> To do
[1] Reproduce the interview from "And so you had" down to "do they compare?", substituting "experimental ponds" for "artificial ecosystems".
[2] According to the interview, why don't the zooplankton eat up all the phytoplankton and collapse the system after the mass die-off of fish?

---------- Passage

And so you had these artificial ecosystems then, and you treated them in different ways. Some of them you just left as they were, some of them, you removed the fish manually. And some of them you used electricity, in part, to cause a mass die-off of the fish. What did you see? What was the difference between the ecosystems? How do they compare?

Adam Siepielski

Yeah, so after we, you know, induced this mass mortality event, we compared a number of different features of the remaining food levels that were present. And if you remove the fish, one of the things that happens is that the zooplankton become more abundant, because the predators that ate them are now gone. And when they become more abundant, the phytoplankton — the things that the zooplankton eat — start to go down. But one of the unique facets though, was that because in a mass mortality event, when the fish are dying and then decomposing, the zooplankton aren't able to simply consume all of the phytoplankton up and cause the system to sort of collapse. What happens is that because those fish die, and decompose and release those nutrients, that kind of causes a fertilisation effect, that allows for the primary producers, the phytoplankton to stay abundant, even though there's this increase in the zooplankton herbivores in a system. What that actually looks like is that it becomes very similar to the control system where everything is being like, nicely regulated. And so it kind of looks a little bit more just like an intact ecosystem,

Benjamin Thompson

And how does this fit then with ideas of what might happen?

Adam Siepielski

I mean, so we had developed some mathematical theory where we had tried to make predictions for what would happen, and some of those predictions that we had actually sort of generated a few possibilities, because one thing that we have sort of surmised could happen, and does sometimes happened during a possible like, mortality event, is that the death of those predators could sort of have almost like a toxifying-like effect, and that they could decompose and cloudy the water like so much, that the primary producers become a little bit light limited. And they couldn't even begin to proliferate. Alternatively, and what we found, though, was that, that doesn't really seem to happen, those predators do go to the bottom, they decomposed to release those nutrients, like nitrogen and phosphorus and causes those producers to increase. So it matched very well. Like I remember, when we first got the data, we were like, holy cow, that looks exactly like what we thought it was going to look like. And that was really reassuring for, you know, community ecologists to be able to say that, you know, we've got this beautiful, messy, complex ecosystem that has all these things going on, we can simplify it into this little body of a couple of differential equations, sort of make these projections for how these things should look. But then when you actually get the empirical data based on, you know, experiments from these mesocosms, it was amazing. I was like, this is so cool. It's like we were able to, you know, kind of predict these things.

--------------------
---------- Provided records

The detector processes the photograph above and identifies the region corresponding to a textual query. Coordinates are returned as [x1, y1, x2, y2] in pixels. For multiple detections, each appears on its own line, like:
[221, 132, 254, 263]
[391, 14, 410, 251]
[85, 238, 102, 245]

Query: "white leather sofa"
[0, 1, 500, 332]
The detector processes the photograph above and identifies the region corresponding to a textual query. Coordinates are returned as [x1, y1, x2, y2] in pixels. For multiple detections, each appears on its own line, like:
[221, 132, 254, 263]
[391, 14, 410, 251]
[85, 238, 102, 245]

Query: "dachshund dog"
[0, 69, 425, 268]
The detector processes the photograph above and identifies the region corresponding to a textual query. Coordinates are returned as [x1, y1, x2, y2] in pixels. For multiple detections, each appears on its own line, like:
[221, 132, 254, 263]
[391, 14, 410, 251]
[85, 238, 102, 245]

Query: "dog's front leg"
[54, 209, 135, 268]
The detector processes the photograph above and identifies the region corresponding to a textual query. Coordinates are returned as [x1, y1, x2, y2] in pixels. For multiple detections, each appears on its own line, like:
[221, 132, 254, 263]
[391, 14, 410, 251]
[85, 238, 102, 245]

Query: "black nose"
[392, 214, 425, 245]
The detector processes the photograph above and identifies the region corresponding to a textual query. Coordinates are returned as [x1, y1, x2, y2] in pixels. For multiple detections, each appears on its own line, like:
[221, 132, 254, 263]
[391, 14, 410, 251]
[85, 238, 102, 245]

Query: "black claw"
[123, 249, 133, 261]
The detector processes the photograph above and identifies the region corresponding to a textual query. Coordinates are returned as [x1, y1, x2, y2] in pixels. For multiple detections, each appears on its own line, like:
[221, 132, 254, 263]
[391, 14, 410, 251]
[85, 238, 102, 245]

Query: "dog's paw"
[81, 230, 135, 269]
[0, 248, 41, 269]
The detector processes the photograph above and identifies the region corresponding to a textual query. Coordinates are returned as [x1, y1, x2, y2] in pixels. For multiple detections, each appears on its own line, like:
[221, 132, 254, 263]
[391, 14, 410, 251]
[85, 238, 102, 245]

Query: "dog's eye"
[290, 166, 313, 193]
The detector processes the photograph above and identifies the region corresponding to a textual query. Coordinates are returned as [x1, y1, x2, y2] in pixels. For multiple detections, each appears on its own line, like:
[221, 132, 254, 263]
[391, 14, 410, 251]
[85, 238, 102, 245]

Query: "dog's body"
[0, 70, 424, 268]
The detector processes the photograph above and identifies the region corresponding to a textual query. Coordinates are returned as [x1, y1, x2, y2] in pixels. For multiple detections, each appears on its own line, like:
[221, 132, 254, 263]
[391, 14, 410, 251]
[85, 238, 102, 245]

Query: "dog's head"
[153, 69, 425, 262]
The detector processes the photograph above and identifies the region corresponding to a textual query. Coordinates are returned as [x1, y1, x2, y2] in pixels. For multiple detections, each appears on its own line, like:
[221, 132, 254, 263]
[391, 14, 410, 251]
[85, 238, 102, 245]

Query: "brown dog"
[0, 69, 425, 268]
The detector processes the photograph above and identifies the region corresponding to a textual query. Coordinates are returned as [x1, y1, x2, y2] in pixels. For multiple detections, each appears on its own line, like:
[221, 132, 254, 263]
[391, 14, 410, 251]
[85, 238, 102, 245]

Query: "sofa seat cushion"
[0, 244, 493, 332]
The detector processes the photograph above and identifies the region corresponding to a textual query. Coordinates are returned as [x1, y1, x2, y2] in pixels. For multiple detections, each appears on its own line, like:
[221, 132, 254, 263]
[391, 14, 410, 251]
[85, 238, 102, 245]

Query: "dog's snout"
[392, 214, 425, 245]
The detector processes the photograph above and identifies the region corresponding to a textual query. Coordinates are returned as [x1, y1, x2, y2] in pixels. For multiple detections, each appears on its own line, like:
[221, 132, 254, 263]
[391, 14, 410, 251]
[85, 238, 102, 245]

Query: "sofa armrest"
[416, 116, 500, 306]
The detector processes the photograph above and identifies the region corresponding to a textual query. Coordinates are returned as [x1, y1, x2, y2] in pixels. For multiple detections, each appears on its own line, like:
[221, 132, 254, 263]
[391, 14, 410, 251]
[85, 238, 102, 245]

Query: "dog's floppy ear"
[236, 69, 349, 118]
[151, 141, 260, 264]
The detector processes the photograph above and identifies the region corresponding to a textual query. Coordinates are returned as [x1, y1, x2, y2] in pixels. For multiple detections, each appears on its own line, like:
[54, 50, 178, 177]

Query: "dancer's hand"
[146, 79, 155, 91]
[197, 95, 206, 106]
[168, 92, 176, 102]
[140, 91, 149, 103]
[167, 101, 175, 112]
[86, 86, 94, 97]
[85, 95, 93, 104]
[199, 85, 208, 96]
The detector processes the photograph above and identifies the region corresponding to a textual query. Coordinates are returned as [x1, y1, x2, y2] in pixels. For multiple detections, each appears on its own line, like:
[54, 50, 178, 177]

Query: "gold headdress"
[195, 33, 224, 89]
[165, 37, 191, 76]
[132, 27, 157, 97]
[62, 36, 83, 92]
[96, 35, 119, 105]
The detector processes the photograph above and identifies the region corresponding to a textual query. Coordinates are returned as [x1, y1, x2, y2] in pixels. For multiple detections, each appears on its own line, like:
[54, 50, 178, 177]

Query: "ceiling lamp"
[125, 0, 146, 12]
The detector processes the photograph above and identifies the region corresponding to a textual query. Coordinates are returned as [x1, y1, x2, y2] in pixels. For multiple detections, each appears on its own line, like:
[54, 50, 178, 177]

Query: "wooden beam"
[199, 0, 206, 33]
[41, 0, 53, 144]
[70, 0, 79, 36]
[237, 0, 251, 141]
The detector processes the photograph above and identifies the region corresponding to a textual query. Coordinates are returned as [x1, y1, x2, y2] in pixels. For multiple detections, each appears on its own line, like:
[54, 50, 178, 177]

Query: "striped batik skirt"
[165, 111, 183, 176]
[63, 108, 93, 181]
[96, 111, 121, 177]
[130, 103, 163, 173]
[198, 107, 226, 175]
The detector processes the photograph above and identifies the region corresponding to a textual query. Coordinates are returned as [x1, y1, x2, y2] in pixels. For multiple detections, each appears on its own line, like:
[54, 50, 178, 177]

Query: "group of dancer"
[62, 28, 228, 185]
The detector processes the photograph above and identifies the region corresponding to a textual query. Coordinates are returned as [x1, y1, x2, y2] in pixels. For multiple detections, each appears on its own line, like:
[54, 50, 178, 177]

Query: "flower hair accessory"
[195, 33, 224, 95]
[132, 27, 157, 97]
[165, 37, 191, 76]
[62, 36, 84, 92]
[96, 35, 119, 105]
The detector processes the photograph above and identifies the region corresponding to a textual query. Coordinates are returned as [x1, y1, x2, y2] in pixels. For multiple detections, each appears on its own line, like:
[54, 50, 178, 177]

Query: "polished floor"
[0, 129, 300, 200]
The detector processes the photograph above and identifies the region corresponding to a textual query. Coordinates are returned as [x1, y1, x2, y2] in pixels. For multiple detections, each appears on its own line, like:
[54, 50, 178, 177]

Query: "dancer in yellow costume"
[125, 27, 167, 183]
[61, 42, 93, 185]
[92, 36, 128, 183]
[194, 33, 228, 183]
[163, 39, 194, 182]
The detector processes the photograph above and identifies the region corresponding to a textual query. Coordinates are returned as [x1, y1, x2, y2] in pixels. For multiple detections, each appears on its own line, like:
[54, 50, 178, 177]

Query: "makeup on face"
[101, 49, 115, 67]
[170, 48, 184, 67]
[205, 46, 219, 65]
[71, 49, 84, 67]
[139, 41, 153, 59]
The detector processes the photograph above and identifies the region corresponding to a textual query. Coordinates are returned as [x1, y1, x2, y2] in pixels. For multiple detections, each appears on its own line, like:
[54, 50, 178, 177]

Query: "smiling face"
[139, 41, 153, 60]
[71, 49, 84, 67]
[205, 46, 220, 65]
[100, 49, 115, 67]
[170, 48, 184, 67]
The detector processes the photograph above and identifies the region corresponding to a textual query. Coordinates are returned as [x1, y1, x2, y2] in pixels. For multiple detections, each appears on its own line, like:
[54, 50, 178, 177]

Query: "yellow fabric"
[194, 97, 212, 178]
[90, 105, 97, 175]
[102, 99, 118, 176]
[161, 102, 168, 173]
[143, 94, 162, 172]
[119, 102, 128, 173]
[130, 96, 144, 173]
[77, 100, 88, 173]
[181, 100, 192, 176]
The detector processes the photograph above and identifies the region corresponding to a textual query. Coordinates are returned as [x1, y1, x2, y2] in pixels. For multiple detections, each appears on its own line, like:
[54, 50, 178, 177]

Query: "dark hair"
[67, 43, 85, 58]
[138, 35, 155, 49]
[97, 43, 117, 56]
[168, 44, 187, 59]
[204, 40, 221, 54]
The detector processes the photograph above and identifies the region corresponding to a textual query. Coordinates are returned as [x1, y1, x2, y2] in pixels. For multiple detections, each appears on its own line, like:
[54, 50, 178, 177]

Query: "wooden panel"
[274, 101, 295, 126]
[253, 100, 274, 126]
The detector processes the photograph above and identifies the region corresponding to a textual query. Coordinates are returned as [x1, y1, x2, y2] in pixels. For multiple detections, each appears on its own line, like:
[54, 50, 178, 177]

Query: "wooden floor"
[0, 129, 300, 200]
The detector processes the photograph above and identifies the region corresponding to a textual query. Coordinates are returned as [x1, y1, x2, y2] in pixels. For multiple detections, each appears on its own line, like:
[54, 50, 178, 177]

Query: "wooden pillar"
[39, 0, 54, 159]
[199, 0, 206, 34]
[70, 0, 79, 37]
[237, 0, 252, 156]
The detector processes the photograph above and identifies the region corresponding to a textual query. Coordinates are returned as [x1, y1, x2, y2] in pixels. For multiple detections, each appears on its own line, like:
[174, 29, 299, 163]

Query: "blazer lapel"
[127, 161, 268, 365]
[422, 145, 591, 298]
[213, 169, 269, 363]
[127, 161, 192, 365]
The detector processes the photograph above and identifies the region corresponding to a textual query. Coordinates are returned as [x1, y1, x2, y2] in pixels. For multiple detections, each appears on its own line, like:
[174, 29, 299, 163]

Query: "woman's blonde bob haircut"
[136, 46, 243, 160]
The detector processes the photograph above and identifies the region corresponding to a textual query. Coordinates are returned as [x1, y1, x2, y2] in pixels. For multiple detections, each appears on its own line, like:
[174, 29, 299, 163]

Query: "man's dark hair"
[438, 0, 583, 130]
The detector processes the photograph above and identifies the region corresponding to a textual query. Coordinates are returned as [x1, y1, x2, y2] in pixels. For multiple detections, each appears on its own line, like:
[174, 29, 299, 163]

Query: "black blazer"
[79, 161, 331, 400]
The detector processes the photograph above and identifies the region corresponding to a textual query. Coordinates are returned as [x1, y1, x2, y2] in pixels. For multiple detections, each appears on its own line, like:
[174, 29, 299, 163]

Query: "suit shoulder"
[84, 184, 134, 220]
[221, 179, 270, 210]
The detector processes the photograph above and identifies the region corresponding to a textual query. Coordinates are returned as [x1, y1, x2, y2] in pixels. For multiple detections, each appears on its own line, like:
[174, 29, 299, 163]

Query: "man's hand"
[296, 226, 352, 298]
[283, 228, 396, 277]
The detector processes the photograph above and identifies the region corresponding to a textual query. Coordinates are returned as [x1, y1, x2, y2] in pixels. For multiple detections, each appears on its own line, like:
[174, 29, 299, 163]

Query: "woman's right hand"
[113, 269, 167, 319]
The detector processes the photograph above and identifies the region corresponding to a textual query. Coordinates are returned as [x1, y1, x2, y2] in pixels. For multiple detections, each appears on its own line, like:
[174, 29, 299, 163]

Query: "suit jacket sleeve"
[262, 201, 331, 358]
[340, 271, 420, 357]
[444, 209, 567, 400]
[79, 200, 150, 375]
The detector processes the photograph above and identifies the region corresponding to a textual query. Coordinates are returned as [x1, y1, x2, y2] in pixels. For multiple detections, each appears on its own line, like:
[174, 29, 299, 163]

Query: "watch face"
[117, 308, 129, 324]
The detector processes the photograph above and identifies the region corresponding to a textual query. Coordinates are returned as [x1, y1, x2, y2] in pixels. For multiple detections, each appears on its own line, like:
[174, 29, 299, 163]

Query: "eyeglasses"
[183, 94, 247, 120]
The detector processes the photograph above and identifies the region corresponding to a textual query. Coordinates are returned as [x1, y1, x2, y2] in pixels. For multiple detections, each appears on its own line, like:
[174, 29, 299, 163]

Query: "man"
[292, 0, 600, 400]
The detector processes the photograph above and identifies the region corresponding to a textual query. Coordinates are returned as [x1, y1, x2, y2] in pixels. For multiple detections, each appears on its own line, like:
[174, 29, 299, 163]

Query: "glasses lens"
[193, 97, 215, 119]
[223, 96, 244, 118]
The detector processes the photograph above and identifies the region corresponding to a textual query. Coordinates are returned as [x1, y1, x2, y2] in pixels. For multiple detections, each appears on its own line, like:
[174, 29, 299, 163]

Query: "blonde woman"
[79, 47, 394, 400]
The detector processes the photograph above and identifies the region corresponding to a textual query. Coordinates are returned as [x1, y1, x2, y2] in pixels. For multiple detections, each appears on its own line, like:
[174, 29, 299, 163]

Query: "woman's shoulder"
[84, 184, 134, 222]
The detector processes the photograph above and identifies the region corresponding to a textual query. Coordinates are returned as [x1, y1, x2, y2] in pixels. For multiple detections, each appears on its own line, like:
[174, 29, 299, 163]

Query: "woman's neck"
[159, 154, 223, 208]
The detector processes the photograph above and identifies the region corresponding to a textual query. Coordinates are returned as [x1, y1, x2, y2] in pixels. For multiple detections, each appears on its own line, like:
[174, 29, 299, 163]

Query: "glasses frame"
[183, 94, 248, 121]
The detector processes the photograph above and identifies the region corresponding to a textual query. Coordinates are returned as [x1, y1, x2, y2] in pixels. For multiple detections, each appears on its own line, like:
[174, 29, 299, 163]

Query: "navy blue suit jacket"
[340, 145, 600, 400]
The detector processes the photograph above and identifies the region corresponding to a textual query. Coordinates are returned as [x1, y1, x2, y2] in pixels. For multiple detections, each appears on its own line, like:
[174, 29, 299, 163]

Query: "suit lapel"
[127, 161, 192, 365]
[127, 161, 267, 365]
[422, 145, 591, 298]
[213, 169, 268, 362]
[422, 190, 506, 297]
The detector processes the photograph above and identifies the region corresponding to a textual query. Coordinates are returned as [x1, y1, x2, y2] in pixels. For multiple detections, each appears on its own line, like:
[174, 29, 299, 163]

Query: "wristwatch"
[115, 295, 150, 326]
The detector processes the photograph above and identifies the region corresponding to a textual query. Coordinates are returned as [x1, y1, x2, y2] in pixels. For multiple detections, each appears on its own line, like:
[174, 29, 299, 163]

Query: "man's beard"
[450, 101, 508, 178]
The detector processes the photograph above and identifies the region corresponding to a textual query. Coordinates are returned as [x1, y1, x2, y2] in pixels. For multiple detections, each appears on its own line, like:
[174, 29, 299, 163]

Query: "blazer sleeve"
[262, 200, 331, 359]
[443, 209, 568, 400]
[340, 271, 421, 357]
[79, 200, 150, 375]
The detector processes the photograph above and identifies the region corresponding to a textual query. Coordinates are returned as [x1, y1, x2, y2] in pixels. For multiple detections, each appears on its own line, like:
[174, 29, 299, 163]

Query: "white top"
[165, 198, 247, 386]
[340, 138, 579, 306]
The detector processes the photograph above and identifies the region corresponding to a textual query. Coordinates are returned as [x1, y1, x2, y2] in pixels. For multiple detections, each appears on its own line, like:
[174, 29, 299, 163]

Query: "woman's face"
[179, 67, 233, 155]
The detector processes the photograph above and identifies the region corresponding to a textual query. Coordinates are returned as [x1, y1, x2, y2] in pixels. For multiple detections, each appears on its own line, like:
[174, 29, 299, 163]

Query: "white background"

--------------------

> Answers to the exercise
[1]
And so you had these experimental ponds then, and you treated them in different ways. Some of them you just left as they were, some of them, you removed the fish manually. And some of them you used electricity, in part, to cause a mass die-off of the fish. What did you see? What was the difference between the ecosystems? How do they compare?

[2] The dying fish decompose and release nutrients such as nitrogen and phosphorus. This creates a fertilization effect that keeps the phytoplankton abundant even though the zooplankton herbivores increase.